HAV – Buyback, Strong CF and Hiked Margin Guidance. Update from Kyoto Investor Day

HAV Group (HAV) reported another strong quarterly results. I enclose below a summary from Fearnley report today. I also include a brief summary of Kyoto Group capital market day. Finally, I enclose Pareto take on Bioinvent short term opportunity. Pareto analyst is very bullish Bioinvent, so we are.

Top ideas from Fearnley Energy conference 24/11/21:

In the introduction, Fearnley analysts presented a few top ideas – interesting investment cases that presented in the conference. The below were mentioned:

  • Scatec Solar – analysts likes Scatec diversification into hydro. Buy with PT 195
  • Kyoto Group – thermal energy batteries producer, that last week announced its first sales. Buy with PT 90
  • Acer Carbon Capture – sell recommendation due to recent high price appreciation – it now trades at 4 times 2025 sales.
  • Technip Energies – trading at cheap multiples. PT 21 EURO. Trades at 9xP/E. Similar companies trade at 15x P/E. It is a doubling candidate.

HAV Q3 Report – Fearnley securities summary:

The bold emphasis added.

HAV Group (Buy, TP NOK 25)

All in all, a solid report from HAV this morning, with continued strong cash flow and hiked margin guidance. HAV reported 3q21 revenues of NOK 81m, which is down from NOK 304m last quarter and well below our NOK 147m estimate with the drop largely due to less trading. EBITDA was NOK 14.5m, in-line with FSest. NOK 14m. Else, we note continued strong cash flows with YTD FCF of NOK 229m (incl. NOK 162m in WC movements), which increased HAV’s cash position to NOK 406m from NOK 334m last quarter. Notably, HAV has managed to increase its cash position by NOK >370m YTD. External backlog now totals NOK 542m, which is up from NOK 468m last quarter providing strong visibility going forward. The increase follows strong orders in NES and NGT, partly offset by a drop in HAV Design.

On the outlook, HAV sees continued strong fundamentals for maritime cleantech. Further, HAV maintains the NOK 850-950m revenue target, which is in-line with FSest. NOK 905m. However, with a YTD EBIT of NOK 67m, HAV expects the full-year EBIT margin to be in-line with YTD 3q21, meaning roughly 10% vs. previous guiding at c. 7%. As such, we expect to see strong numbers coming out of 4q21. Note, at the midpoint, this implies NOK 207m in revenues for 4q21 and NOK 20m in EBIT to bring full-year EBIT in-line with YTD margins. This compares to FSest. NOK 12m in EBIT for 4q21, and we thus see some 11% upside on our FY’21 EBIT estimate.

Further, we highlight the announcement that HYARD (owns c. 66% of the shares in HAV) announced to distribute an extraordinary dividend of up to 50% of its holding in HAV (subject to EGM on Dec-14th). Distributed is expected to shareholders on Dec-27th. I.e., HYARD is going to offer up to 33% of the total shares in the company, meaning that HYARD’s ownership in HAV will max. go down to c. 33% from the current 66.46%. Whilst we expect some downwards sales pressure on HAV, very positive longer-term in terms of increasing liquidity (free float will increase by up to 33%). Notably, HAV announced this morning a 3.5m share-buyback programme representing c. 10% of shares outstanding in the company

The company is presenting today at 10.00 CET. The reply is available from their www. Link below: https://channel.royalcast.com/landingpage/hegnarmedia/20211126_1/

Link to their Q3 presentation:

Update from Kyoto Group Investor day on 25/11/21

Fearnley Securities summary:

Kyoto Group (Buy, TP NOK 90/sh)

- _Records provided_:
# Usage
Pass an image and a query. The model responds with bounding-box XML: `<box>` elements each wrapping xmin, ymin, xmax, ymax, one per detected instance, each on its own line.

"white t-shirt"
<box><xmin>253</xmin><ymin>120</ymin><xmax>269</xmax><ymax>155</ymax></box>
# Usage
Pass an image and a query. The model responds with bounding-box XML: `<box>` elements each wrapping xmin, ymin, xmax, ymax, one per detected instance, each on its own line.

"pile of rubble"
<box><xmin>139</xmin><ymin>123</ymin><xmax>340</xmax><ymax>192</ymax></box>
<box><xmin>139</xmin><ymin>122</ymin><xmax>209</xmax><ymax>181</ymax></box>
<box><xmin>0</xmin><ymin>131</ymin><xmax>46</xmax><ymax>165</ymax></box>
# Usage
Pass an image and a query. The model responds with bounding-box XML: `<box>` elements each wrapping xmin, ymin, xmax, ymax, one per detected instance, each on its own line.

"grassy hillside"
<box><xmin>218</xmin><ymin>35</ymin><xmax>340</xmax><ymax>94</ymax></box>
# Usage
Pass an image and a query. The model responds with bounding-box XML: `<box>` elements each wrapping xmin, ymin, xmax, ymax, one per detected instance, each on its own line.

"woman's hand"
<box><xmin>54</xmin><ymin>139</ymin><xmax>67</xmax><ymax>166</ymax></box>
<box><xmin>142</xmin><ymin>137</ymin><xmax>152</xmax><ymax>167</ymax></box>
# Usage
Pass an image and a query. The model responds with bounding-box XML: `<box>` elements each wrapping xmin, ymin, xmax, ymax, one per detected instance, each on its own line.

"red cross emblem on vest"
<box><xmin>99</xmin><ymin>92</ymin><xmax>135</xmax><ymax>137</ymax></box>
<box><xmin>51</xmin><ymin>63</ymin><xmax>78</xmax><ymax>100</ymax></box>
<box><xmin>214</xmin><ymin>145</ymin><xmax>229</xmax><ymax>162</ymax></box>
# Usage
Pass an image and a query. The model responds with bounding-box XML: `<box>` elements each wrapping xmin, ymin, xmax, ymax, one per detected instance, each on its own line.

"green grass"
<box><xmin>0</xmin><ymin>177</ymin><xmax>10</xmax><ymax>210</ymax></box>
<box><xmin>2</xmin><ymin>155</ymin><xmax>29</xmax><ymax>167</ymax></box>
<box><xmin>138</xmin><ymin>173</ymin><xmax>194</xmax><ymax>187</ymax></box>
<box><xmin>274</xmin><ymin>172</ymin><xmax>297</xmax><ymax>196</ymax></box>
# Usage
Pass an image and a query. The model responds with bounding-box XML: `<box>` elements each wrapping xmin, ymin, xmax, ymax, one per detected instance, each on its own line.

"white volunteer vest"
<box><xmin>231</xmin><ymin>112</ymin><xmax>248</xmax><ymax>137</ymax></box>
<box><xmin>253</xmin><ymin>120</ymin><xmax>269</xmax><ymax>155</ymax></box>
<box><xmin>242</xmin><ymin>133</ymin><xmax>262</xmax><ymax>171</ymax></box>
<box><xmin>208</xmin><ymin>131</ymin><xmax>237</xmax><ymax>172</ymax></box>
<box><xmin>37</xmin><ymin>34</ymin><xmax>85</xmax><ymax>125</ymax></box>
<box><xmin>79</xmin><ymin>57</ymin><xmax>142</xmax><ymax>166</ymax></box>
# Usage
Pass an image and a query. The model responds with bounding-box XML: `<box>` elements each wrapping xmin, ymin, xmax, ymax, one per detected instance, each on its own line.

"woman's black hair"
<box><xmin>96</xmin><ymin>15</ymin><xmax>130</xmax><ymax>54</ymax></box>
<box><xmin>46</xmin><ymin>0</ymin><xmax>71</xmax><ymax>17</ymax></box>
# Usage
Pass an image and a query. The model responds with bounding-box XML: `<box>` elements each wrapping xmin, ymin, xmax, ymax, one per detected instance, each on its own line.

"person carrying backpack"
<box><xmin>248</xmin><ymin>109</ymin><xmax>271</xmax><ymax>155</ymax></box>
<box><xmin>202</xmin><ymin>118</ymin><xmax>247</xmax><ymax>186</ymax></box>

- _List of tasks_:
1. In the investor update on HAV Group, what was HAV's cash position after the third quarter of 2021?
2. From the investor update on HAV Group, set down word for word the part that opens with the words containing "HAV Group (Buy, TP" and closes with "in HAV Design.".
3. Extend the investor update on HAV Group past its last line with the next part of the text.

- _Answers below_:
1. NOK 406m, up from NOK 334m the previous quarter.

2.
HAV Group (Buy, TP NOK 25)

All in all, a solid report from HAV this morning, with continued strong cash flow and hiked margin guidance. HAV reported 3q21 revenues of NOK 81m, which is down from NOK 304m last quarter and well below our NOK 147m estimate with the drop largely due to less trading. EBITDA was NOK 14.5m, in-line with FSest. NOK 14m. Else, we note continued strong cash flows with YTD FCF of NOK 229m (incl. NOK 162m in WC movements), which increased HAV’s cash position to NOK 406m from NOK 334m last quarter. Notably, HAV has managed to increase its cash position by NOK >370m YTD. External backlog now totals NOK 542m, which is up from NOK 468m last quarter providing strong visibility going forward. The increase follows strong orders in NES and NGT, partly offset by a drop in HAV Design.

3.
  • Recap from the Capital Markets Day

Kyoto held their capital markets day yesterday at Salt in Oslo with an update on the market and on operational progress. Importantly, the company secured their first contract with Aalborg Forsyning this week for the installation of the first battery at Nordjyllandsværket (NJV). NJV is one three coal fired power plants in Denmark providing around 1.4 TWh of heat and power annually. The plant has committed to phasing out coal by 2028. In terms of near-term growth, KYOTO highlights the metal- and energy industry as prospects in Europe. Further, the initial target markets are Norway, Denmark, UK, Germany and Spain.

The company has set an ambitious target towards 2025 reaching several hundred batteries installed, CAPEX < 40 EUR/kWh and being a billion NOK revenue company. In terms of key developments on the way, we note a doubling of the organization next year, explore M&A opportunities and financing and develop the next generation of the Heatcube.

Pareto Securities update on Bioinvent

BINV – BioInvent, Buy TP SEK 115: We continue to see a unique and short-lived discount to BioInvent’s share price due to two bigger upcoming triggers in December (possibly 11-13th and latest on 17th). In December we will get additional data from BINV’s lead drug BI-1206 in two programs. BI-1206 showed strong data in NHL in January and a bit more this November, which makes as confident that the higher dose cohorts to be reported in December will be (at least as) positive too. Further, based on insights from a Novartis-Beigene drug Tislelizumab, an anti-PD-1 checkpoint inhibitor with Fcγ interaction-minimizing properties, we are confident that BI-1206+Pembrolizumab (Keytruda) will have an effect in the much bigger area of solid tumors (data to be reported on December 17th). We re-iterate our Buy rating with a TP of SEK 115.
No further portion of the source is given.